> [THE EXERCISE]: Beginning with the line that contains "[indicate] the rear", extract each line through the end of the listing below, with no additions or omissions.

> [STORED DATA]:
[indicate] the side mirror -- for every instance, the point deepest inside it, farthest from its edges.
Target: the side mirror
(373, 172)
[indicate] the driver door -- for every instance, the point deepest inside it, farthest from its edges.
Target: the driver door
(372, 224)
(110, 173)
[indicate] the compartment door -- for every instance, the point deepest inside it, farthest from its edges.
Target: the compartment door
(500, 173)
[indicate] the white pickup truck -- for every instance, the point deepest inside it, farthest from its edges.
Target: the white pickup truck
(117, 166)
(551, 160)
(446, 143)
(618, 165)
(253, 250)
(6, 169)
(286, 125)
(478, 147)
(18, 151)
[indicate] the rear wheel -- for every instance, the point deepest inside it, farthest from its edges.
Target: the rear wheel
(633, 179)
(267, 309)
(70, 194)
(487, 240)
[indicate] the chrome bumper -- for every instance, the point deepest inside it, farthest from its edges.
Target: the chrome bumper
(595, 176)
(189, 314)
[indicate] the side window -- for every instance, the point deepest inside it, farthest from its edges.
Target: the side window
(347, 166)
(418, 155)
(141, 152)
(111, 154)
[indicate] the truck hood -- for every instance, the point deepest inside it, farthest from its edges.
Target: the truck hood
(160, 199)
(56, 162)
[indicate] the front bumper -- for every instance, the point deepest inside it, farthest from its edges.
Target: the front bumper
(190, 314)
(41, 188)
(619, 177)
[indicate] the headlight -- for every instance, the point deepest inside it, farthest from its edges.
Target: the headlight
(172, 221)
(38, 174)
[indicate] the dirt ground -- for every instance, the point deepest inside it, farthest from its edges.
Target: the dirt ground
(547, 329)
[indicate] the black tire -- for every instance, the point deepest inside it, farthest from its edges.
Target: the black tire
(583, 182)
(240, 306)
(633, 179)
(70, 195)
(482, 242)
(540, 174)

> [RESULT FOR THIS TASK]:
[indicate] the rear wheel -- for every instance, the point deepest inside it, farthest from its edges.
Target: the rear wheel
(633, 179)
(267, 309)
(70, 194)
(487, 240)
[indicate] the chrome bumper -- for every instance, the point deepest inside it, farthest from its edges.
Target: the chrome bumper
(595, 176)
(189, 314)
[indicate] the side window -- for every instance, the point deepest inside it, farthest from its edges.
Target: the side window
(347, 166)
(418, 155)
(141, 152)
(111, 154)
[indicate] the truck hood -- for every instance, the point deepest inside it, farthest from its edges.
Target: the truck hood
(160, 199)
(56, 162)
[indicate] the front bumper -- for every instance, the point deepest inside it, farthest from its edges.
Target: the front bumper
(190, 314)
(41, 188)
(619, 177)
[indicate] the headlight -- for every instance, the point deepest inside it, farthest from its edges.
Target: the headlight
(172, 221)
(38, 174)
[indicate] the dirt ground -- for every instance, the point deepest inside it, farthest from its edges.
Target: the dirt ground
(547, 329)
[indicate] the black tire -- for every instance, the point deepest inside it, farthest from its edges.
Target: the black tire
(583, 182)
(240, 306)
(633, 179)
(70, 195)
(482, 242)
(540, 174)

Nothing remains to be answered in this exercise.